What you need to do: In the passage about Clemmie, swap "precious lady" for "dear woman" and write out the text between "During Black History" and "my own history.", inclusive.

Excerpt to read:
┄┄┄┄┄┄

Clemmie’s Colorblind Love Lives On

During Black History month, we remember those courageous people who positively impacted us. If you read my recently released book, “Secrets of the Pastor’s Wife: A Novel,” you will learn about the example and sacrifice of a loving black woman named Elizabeth “Lizzie” Jones. Lizzie is based on a precious lady who is an important part of my own history.

To explain, during the racially turbulent sixties, as a Caucasian child growing up in the Midwest, I didn’t know anything about racism. Therefore, it seemed only natural when Miss Clemmie came to take care of me and my siblings, while my mom was seriously ill.

Clemmie was an extremely overweight African-American woman who had a heart as huge as the girth that surrounded it. My financially struggling family couldn’t have paid her much of a salary, yet she lovingly looked after all of us. With Clemmie there, I instinctively knew that everything would be alright.

┄┄┄┄┄┄

Data listing:
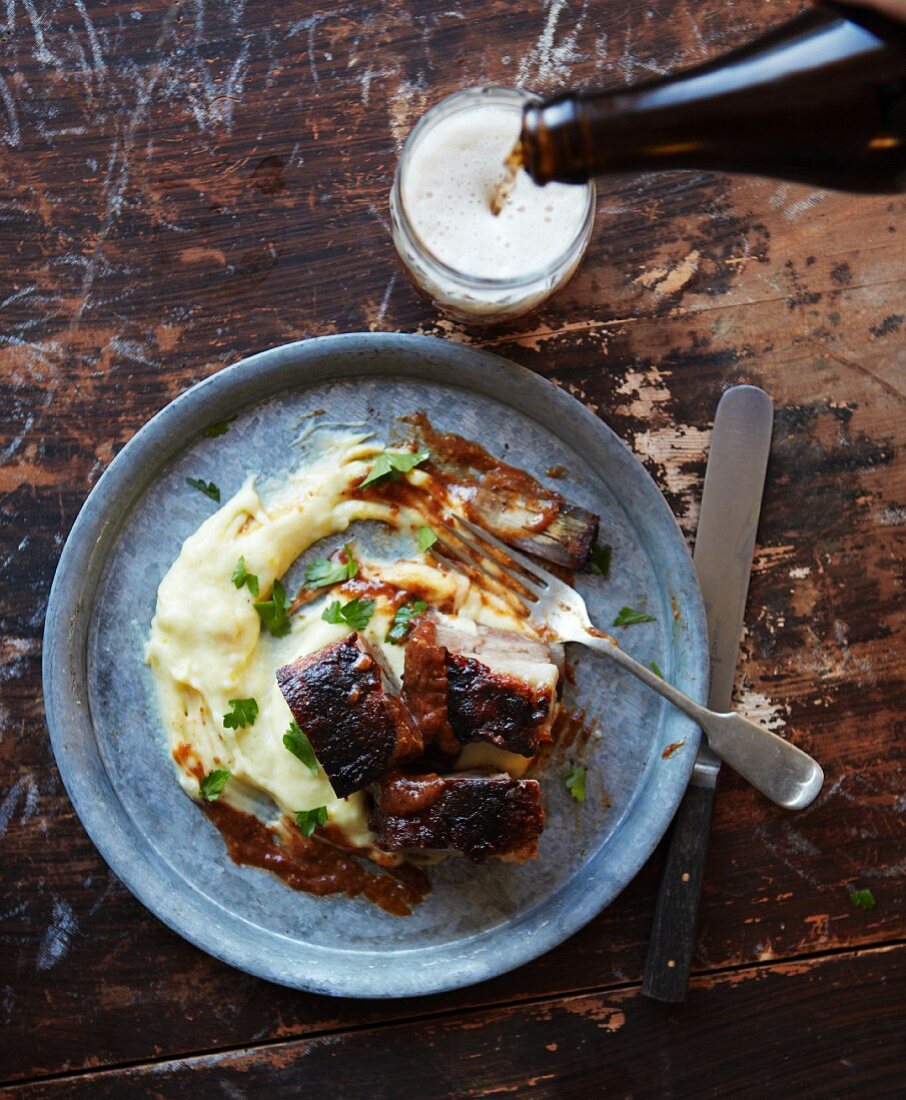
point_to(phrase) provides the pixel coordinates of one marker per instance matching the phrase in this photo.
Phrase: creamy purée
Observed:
(207, 645)
(475, 265)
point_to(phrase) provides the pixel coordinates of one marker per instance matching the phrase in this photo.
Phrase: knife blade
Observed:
(724, 546)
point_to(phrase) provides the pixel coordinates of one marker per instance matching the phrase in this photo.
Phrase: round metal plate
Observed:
(111, 750)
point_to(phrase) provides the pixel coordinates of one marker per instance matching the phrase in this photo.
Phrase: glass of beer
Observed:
(475, 264)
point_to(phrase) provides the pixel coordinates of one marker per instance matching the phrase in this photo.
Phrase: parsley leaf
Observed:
(393, 463)
(862, 899)
(402, 620)
(300, 747)
(244, 712)
(575, 781)
(309, 820)
(600, 560)
(356, 613)
(426, 538)
(212, 784)
(273, 612)
(322, 572)
(219, 429)
(207, 487)
(629, 615)
(241, 575)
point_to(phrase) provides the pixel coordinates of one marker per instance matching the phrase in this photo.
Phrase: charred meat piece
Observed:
(341, 699)
(479, 816)
(541, 523)
(472, 683)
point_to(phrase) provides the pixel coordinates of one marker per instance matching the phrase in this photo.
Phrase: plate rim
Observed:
(96, 528)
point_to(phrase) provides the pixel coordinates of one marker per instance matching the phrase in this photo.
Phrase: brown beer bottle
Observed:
(820, 99)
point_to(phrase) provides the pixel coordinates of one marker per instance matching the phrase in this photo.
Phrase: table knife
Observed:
(724, 545)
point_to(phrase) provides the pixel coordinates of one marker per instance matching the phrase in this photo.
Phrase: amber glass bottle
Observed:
(820, 99)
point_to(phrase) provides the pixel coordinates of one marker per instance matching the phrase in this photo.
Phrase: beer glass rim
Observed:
(443, 109)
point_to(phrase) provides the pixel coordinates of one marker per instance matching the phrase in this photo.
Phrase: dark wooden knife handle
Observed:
(675, 915)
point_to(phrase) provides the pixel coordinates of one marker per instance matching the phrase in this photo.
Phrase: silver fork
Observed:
(777, 769)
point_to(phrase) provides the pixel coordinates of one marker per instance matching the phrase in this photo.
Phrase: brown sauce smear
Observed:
(313, 866)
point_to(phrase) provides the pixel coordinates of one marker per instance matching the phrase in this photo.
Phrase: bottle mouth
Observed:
(460, 102)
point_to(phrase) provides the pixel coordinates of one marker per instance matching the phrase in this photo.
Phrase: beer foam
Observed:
(450, 179)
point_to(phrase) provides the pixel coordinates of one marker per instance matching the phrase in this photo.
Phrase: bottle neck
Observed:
(806, 101)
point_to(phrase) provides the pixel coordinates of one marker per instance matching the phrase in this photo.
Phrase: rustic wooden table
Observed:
(187, 184)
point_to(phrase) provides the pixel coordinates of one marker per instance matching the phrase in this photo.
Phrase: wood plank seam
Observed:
(699, 979)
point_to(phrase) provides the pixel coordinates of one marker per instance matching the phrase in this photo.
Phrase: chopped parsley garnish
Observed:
(600, 560)
(323, 572)
(212, 784)
(207, 487)
(862, 899)
(244, 712)
(309, 820)
(427, 538)
(241, 575)
(575, 781)
(402, 620)
(356, 613)
(300, 747)
(394, 463)
(219, 429)
(629, 615)
(273, 612)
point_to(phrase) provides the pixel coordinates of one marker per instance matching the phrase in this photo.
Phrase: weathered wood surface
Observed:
(781, 1030)
(184, 185)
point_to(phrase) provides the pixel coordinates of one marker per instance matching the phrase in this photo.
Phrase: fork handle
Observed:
(777, 769)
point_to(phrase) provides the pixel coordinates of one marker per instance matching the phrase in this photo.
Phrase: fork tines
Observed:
(494, 558)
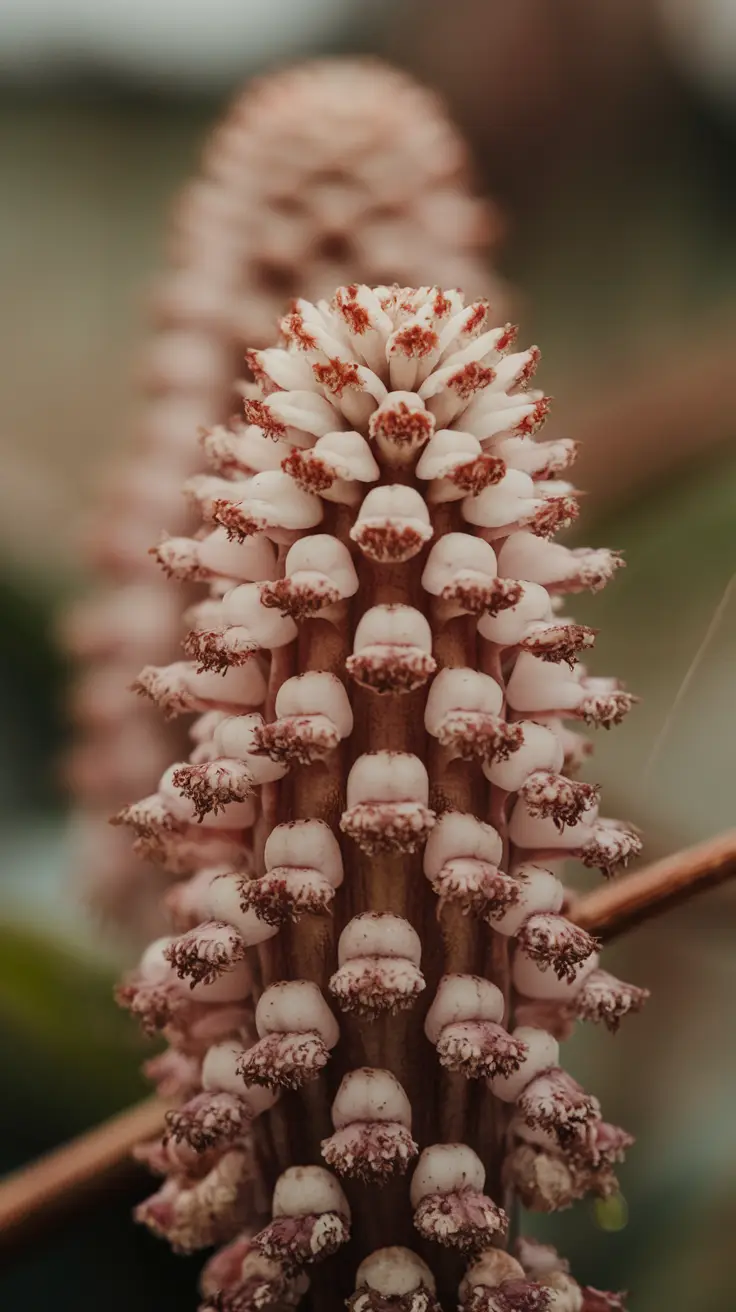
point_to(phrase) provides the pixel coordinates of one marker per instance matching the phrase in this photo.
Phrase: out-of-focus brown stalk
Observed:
(622, 905)
(659, 423)
(33, 1198)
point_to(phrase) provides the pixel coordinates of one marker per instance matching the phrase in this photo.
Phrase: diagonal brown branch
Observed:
(626, 903)
(34, 1197)
(79, 1172)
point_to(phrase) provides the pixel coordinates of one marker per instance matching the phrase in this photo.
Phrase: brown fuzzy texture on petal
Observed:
(552, 941)
(370, 1300)
(219, 651)
(378, 827)
(339, 374)
(600, 1300)
(479, 736)
(284, 1060)
(210, 1121)
(390, 542)
(301, 1240)
(211, 787)
(559, 642)
(298, 600)
(391, 669)
(479, 1050)
(480, 472)
(403, 427)
(308, 471)
(251, 1295)
(605, 709)
(373, 987)
(200, 958)
(465, 1219)
(298, 739)
(236, 522)
(370, 1152)
(602, 997)
(566, 800)
(556, 1104)
(509, 1296)
(610, 849)
(556, 513)
(483, 598)
(278, 900)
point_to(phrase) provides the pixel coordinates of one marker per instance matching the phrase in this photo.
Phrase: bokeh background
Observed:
(606, 133)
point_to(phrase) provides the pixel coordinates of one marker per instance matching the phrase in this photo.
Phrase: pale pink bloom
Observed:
(371, 962)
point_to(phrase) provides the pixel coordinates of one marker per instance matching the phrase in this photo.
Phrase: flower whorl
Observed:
(318, 175)
(383, 736)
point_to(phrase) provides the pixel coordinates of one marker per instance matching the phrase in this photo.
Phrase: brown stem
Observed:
(37, 1195)
(625, 904)
(34, 1197)
(660, 420)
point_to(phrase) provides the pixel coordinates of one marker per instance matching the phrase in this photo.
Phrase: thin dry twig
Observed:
(646, 428)
(622, 905)
(33, 1198)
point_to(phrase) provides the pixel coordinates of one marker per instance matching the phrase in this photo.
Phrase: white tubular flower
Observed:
(373, 1122)
(529, 622)
(311, 1218)
(400, 427)
(537, 686)
(314, 717)
(463, 711)
(394, 1278)
(455, 466)
(387, 795)
(392, 524)
(392, 650)
(461, 861)
(303, 871)
(270, 503)
(462, 571)
(383, 810)
(243, 626)
(448, 1198)
(463, 1024)
(297, 1030)
(215, 556)
(496, 1282)
(335, 467)
(379, 959)
(318, 574)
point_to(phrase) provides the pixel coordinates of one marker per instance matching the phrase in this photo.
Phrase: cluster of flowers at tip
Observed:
(390, 436)
(315, 175)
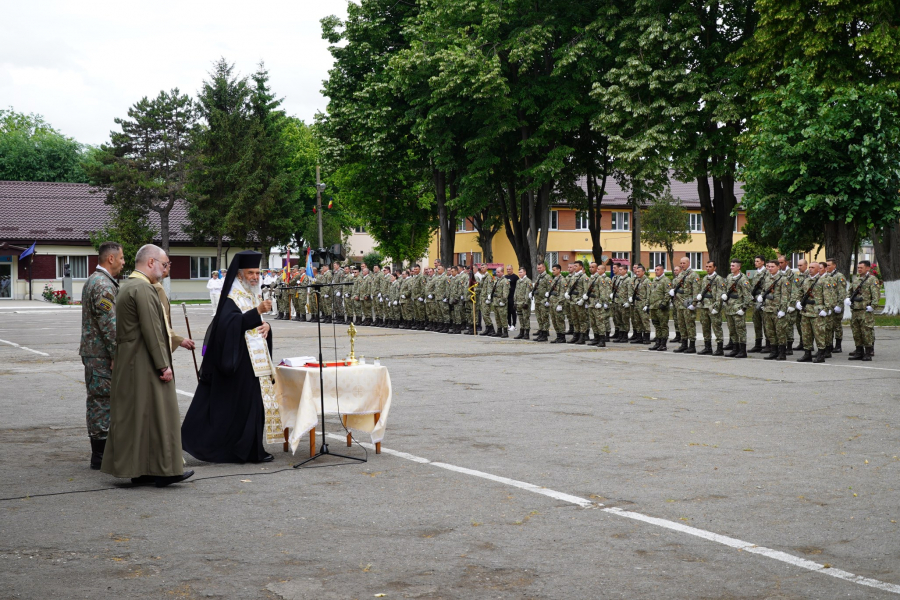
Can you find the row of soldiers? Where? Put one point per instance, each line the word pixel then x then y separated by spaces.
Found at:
pixel 810 299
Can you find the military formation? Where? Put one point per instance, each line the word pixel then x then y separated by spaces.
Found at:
pixel 624 305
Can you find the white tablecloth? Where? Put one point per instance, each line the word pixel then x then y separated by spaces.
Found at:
pixel 357 392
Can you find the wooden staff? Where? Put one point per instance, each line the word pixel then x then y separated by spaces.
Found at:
pixel 193 351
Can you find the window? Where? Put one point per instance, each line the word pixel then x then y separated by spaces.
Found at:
pixel 202 266
pixel 551 259
pixel 695 223
pixel 696 259
pixel 77 266
pixel 581 221
pixel 621 221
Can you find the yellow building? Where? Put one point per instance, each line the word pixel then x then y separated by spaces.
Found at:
pixel 569 238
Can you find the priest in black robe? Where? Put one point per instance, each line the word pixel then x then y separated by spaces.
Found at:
pixel 226 419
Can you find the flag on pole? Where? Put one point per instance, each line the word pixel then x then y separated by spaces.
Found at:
pixel 309 270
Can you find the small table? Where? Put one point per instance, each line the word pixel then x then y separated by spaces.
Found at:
pixel 361 392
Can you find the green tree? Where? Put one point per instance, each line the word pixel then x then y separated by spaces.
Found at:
pixel 818 156
pixel 129 228
pixel 745 250
pixel 215 174
pixel 32 150
pixel 665 224
pixel 145 165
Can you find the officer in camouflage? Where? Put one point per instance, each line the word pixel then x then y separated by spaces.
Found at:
pixel 862 300
pixel 98 343
pixel 736 300
pixel 658 302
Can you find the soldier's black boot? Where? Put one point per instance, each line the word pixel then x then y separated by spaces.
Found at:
pixel 97 449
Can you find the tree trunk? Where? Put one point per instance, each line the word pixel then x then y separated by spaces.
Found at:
pixel 716 207
pixel 887 254
pixel 839 238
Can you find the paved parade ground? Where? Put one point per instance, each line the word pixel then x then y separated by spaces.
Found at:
pixel 510 469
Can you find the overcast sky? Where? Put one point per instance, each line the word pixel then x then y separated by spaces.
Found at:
pixel 82 63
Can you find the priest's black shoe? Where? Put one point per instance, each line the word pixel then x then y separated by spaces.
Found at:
pixel 164 481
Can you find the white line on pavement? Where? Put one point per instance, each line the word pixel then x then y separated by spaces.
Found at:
pixel 24 348
pixel 671 525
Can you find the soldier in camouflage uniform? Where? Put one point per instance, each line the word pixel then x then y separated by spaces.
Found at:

┄┄┄┄┄┄

Task answer:
During Black History month, we remember those courageous people who positively impacted us. If you read my recently released book, “Secrets of the Pastor’s Wife: A Novel,” you will learn about the example and sacrifice of a loving black woman named Elizabeth “Lizzie” Jones. Lizzie is based on a dear woman who is an important part of my own history.